◆ GOAL OF THE EXERCISE ◆
Your task is to write out the complete listing exactly as it is shown.

Entries from a point annotation set

####

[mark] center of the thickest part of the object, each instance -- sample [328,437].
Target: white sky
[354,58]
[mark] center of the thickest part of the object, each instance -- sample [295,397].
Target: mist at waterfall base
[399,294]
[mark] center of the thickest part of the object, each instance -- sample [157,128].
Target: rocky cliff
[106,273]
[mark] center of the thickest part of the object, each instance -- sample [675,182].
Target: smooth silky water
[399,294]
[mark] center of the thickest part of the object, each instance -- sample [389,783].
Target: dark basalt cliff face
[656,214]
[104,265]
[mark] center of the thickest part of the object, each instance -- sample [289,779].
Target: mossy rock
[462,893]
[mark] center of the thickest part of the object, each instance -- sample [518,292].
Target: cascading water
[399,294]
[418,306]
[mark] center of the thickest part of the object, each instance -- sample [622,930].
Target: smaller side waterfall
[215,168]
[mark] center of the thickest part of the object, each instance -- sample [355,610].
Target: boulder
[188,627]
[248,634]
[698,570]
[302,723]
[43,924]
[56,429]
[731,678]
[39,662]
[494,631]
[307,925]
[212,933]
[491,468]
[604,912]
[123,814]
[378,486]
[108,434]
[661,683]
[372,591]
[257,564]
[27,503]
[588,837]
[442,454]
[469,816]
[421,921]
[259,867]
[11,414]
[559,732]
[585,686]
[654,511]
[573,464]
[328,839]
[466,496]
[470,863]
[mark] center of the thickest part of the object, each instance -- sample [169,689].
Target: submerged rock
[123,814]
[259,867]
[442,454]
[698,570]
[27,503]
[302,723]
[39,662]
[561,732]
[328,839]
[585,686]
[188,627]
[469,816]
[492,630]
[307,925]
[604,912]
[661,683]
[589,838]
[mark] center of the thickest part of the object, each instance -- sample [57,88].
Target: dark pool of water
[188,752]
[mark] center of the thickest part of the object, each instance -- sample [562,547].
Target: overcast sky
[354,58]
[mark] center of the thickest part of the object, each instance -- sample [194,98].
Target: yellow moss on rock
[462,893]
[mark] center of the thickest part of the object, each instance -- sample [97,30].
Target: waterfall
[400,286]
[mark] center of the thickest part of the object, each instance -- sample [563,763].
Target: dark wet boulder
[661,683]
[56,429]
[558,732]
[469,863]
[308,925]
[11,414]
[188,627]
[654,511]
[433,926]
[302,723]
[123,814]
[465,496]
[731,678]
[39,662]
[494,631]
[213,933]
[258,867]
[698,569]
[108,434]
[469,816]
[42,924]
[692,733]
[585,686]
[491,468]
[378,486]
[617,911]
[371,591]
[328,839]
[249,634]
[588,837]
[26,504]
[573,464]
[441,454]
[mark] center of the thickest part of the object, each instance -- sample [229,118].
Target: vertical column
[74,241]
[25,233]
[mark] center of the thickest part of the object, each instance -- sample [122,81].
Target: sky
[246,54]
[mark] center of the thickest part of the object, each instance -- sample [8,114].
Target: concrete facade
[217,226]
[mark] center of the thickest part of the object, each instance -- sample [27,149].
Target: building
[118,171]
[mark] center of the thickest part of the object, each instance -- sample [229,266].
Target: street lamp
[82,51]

####

◆ SOLVED PROBLEM ◆
[mark] center of the thickest part of the object, each instance -- sample [328,437].
Target: white sky
[354,58]
[mark] center of the thickest part of the object, each instance -- sample [295,397].
Target: mist at waterfall base
[399,294]
[mark] center of the thickest part of the object, each instance -- sample [157,128].
Target: rocky cliff
[106,273]
[mark] center of the thickest part of the object, each instance -- sample [675,182].
Target: smooth silky water
[399,294]
[mark] center of the thickest part of the object, each instance -- sample [389,783].
Target: dark basalt cliff face
[656,214]
[104,265]
[mark] center of the thickest part of the object, each instance -- sample [289,779].
Target: mossy rock
[462,893]
[mark] center of the thickest part of the object, each instance -- sample [518,292].
Target: cascading water
[399,294]
[418,306]
[mark] center of the thickest part of the object, each instance -- sample [622,930].
Target: smaller side waterfall
[215,168]
[mark] center of the thickest part of the object, each instance -- sample [355,610].
Target: boulder
[188,627]
[248,634]
[698,570]
[302,723]
[43,924]
[56,429]
[731,678]
[39,662]
[494,631]
[307,925]
[212,933]
[491,468]
[604,912]
[123,814]
[378,486]
[108,434]
[661,683]
[372,591]
[257,564]
[27,503]
[588,837]
[442,454]
[469,816]
[421,921]
[259,867]
[11,414]
[559,732]
[585,686]
[654,511]
[573,464]
[328,839]
[466,496]
[470,863]
[mark] center of the thickest part of the object, each instance -- sample [169,689].
Target: submerged rock
[123,814]
[259,867]
[442,454]
[698,570]
[27,503]
[302,723]
[39,662]
[561,732]
[328,839]
[585,686]
[188,627]
[469,816]
[492,630]
[307,925]
[604,912]
[661,683]
[589,838]
[mark] center of the thickest part of the object, each instance -- sample [57,88].
Target: dark pool of water
[188,752]
[mark] center of the thickest part of the object, each instance -- sample [562,547].
Target: overcast sky
[354,58]
[mark] center of the thickest part of the object, each instance -- sample [194,98].
Target: yellow moss on rock
[462,893]
[mark] center of the thickest part of the object, each instance -- sample [97,30].
Target: waterfall
[400,286]
[mark] center of the thickest part of the object, each instance -- sample [563,763].
Target: dark wet boulder
[661,683]
[56,429]
[558,732]
[469,863]
[308,925]
[11,414]
[188,627]
[654,511]
[433,926]
[302,723]
[123,814]
[465,496]
[731,678]
[39,662]
[494,631]
[213,933]
[258,867]
[698,569]
[108,434]
[469,816]
[42,924]
[692,733]
[585,686]
[491,468]
[378,486]
[617,911]
[371,591]
[328,839]
[249,634]
[588,837]
[26,504]
[573,464]
[441,454]
[mark] center of the thickest part of the object, each instance -- sample [229,118].
Target: vertical column
[74,241]
[25,233]
[mark] center of the thickest part of the object, each instance -- sample [122,81].
Target: sky
[246,54]
[mark] center of the thickest part of the object, each instance -- sample [8,114].
Target: concrete facade
[217,226]
[mark] center of the thickest part of the object, each instance -- sample [27,149].
Target: building
[118,171]
[mark] center of the thickest part of the object, each instance -- sample [229,266].
Target: street lamp
[82,51]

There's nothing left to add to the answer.